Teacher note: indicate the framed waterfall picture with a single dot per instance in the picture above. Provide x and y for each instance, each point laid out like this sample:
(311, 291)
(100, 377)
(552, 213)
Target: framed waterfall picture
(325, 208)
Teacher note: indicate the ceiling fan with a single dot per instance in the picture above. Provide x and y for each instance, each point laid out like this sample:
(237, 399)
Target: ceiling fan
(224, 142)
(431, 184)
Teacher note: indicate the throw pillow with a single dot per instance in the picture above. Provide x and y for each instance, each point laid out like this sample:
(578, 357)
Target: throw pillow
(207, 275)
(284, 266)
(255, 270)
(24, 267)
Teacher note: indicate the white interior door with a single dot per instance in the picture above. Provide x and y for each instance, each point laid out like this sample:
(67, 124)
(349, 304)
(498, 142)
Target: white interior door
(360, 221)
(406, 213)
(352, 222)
^^^^
Please rewrite the data from the line with "Teacher note: indicate the white" up to and including the final line, shifting each answer coordinate by adding 62 to both x and y and leaving every other line unchanged.

Teacher note: indicate the white interior door with a single dot per instance in the picture above. Provide x and y for each instance, each point laid out like this sample:
(67, 124)
(349, 304)
(498, 142)
Target: white interior door
(422, 283)
(468, 275)
(414, 284)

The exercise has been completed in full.